Our special Preview issue underlines the importance of understanding the present


In the course of putting together an issue dedicated to looking forward, a series of unforeseen events aptly illustrated the folly of trying to predict the future. The dramatic unfolding of the global economic firestorm and the riots across the UK took everyone off guard, but the roots of these crises go back years, if not decades. Such episodes emphasise how we avoid engaging with and interpreting the present until a cataclysm occurs.

In the architectural profession, there is less sense of pivotal, world-turning moments. Yet the fall-out from wider events, such as the economic maelstrom, will gradually have a corrosive effect, starkly pointing up the architect’s role as a service provider at the behest of fickle patrons. These uncomfortable realities chip away at the profession’s perception of itself as highly skilled auteurs. However, this marginalisation is not simply the direct consequence of the latest economic downturn. For some time now, there has been a palpable whittling away of professional status and loss of authority.

How, then, to reconnect architecture with its core purpose of transforming human life for the better? How to put architects at the heart of debate? The wider cultural and social climate within which buildings are produced is radically shifting, as environmental stress on the planet intensifies. How such challenges are collectively confronted is critical, and architects have a vital role to play.

From next month, a relaunched and redesigned AR will engage more intensely with the new global realities. If we cannot predict the future, we can at least interrogate and understand the present.

Written instruction: Extract the passage of the editorial above starting with "How, then, to" and going on through "understand the present.".

Entries provided:
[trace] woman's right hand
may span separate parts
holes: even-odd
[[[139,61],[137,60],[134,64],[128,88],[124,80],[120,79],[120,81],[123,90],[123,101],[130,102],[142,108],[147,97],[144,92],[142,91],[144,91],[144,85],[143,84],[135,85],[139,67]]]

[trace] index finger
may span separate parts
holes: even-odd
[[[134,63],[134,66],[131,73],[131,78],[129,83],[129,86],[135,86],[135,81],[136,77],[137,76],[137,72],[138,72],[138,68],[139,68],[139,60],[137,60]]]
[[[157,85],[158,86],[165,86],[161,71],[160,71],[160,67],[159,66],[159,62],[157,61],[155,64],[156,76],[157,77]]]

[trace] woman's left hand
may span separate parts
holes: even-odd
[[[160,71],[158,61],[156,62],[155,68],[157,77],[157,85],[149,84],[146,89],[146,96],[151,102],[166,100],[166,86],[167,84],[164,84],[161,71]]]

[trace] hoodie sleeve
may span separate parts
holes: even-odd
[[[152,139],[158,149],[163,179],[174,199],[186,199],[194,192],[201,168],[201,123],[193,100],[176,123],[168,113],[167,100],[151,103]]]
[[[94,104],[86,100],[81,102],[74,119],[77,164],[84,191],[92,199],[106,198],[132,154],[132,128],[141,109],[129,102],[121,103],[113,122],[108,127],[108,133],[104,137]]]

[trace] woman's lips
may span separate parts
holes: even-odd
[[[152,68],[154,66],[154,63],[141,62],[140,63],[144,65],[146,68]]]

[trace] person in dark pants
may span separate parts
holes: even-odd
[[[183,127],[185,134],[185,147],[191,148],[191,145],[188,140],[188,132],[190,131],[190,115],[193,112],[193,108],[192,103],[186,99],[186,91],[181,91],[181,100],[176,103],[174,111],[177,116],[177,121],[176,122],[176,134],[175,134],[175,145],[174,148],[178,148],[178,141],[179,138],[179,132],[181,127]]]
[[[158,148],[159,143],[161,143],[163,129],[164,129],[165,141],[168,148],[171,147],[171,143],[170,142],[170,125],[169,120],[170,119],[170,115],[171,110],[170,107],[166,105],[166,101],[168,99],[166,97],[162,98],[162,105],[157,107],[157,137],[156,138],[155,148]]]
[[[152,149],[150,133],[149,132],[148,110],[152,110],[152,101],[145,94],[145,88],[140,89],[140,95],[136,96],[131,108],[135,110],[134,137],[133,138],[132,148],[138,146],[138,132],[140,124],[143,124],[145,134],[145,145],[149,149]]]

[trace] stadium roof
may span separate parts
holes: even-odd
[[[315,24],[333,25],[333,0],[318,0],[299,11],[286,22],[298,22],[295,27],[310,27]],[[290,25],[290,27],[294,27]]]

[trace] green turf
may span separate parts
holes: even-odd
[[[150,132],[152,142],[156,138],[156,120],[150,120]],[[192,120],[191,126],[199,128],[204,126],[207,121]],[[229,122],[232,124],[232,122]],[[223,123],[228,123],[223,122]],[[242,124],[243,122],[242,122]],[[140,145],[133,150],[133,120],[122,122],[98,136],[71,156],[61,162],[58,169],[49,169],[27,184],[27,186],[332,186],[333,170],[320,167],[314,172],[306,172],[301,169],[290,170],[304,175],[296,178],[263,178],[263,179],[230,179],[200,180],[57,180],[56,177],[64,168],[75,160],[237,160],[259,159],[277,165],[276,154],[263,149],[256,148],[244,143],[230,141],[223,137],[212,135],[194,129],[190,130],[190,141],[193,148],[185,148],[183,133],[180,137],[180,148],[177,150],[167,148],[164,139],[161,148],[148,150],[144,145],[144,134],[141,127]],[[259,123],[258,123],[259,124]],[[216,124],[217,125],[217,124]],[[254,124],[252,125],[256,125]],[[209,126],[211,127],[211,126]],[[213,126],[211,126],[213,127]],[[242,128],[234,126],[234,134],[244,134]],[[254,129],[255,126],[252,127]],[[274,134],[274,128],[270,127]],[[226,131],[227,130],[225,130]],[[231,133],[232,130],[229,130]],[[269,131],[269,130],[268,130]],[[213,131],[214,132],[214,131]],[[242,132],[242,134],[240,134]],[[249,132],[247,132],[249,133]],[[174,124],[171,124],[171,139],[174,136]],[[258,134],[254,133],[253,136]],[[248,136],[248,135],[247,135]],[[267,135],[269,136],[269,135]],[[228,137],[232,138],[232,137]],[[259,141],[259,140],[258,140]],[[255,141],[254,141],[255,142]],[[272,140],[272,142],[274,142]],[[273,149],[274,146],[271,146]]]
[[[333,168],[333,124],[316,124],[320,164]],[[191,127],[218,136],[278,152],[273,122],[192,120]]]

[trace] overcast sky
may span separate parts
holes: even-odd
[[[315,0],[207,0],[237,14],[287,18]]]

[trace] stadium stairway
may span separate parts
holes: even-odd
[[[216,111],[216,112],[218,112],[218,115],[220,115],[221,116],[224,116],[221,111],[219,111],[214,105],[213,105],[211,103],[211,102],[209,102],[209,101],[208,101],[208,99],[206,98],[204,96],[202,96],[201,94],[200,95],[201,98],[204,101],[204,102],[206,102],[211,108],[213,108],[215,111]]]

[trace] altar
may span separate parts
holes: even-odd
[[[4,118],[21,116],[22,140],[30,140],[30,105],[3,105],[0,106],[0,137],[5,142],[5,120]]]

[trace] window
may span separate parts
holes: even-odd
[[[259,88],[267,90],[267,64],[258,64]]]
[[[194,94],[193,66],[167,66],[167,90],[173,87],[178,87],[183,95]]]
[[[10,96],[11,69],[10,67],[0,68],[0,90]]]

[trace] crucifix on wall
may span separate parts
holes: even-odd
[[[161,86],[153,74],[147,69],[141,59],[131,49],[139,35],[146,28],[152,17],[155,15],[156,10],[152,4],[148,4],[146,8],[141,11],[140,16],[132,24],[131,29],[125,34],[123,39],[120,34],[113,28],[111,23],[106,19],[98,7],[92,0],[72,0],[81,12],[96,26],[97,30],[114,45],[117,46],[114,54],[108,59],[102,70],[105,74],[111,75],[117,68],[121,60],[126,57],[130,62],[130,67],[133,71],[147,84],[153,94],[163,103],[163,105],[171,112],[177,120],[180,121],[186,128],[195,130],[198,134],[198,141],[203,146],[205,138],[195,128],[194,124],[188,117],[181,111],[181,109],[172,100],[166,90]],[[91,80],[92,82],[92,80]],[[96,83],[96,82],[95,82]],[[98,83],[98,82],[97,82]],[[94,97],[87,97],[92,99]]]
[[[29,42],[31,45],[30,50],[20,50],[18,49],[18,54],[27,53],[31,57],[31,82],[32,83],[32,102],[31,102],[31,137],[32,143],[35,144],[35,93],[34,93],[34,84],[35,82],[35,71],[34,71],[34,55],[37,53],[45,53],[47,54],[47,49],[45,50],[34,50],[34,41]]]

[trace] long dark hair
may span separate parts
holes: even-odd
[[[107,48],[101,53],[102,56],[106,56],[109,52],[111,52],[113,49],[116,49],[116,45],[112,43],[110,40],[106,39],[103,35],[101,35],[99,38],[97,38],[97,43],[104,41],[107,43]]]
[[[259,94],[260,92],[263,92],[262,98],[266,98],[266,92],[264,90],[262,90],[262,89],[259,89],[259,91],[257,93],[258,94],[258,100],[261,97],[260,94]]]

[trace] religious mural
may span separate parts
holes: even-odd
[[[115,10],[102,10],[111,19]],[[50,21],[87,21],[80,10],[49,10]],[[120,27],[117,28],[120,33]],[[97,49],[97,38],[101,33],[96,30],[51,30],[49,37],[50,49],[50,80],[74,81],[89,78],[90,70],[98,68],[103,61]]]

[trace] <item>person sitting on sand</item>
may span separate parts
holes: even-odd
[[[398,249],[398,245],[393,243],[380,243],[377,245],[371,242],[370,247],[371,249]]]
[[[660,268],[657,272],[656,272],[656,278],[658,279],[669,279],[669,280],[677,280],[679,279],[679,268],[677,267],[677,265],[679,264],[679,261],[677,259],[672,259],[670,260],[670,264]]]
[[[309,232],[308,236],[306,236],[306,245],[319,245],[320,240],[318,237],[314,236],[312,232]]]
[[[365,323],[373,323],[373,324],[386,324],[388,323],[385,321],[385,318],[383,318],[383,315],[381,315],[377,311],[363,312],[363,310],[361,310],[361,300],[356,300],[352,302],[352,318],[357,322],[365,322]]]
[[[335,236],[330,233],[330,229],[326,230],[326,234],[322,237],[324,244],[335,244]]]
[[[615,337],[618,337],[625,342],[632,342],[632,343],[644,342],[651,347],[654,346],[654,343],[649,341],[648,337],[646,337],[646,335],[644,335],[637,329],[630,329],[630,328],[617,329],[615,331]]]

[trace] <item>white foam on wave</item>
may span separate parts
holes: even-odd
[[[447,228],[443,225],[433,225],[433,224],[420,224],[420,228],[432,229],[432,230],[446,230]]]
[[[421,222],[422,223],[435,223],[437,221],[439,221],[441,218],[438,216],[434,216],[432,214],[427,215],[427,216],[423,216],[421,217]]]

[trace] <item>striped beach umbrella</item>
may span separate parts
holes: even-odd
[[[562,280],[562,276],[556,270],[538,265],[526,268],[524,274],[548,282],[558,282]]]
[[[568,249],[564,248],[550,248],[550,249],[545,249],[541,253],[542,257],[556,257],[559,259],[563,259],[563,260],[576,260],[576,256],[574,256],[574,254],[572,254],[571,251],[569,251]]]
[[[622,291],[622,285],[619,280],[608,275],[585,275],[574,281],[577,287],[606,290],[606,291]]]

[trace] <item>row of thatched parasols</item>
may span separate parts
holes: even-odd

Result of the exercise:
How, then, to reconnect architecture with its core purpose of transforming human life for the better? How to put architects at the heart of debate? The wider cultural and social climate within which buildings are produced is radically shifting, as environmental stress on the planet intensifies. How such challenges are collectively confronted is critical, and architects have a vital role to play.

From next month, a relaunched and redesigned AR will engage more intensely with the new global realities. If we cannot predict the future, we can at least interrogate and understand the present.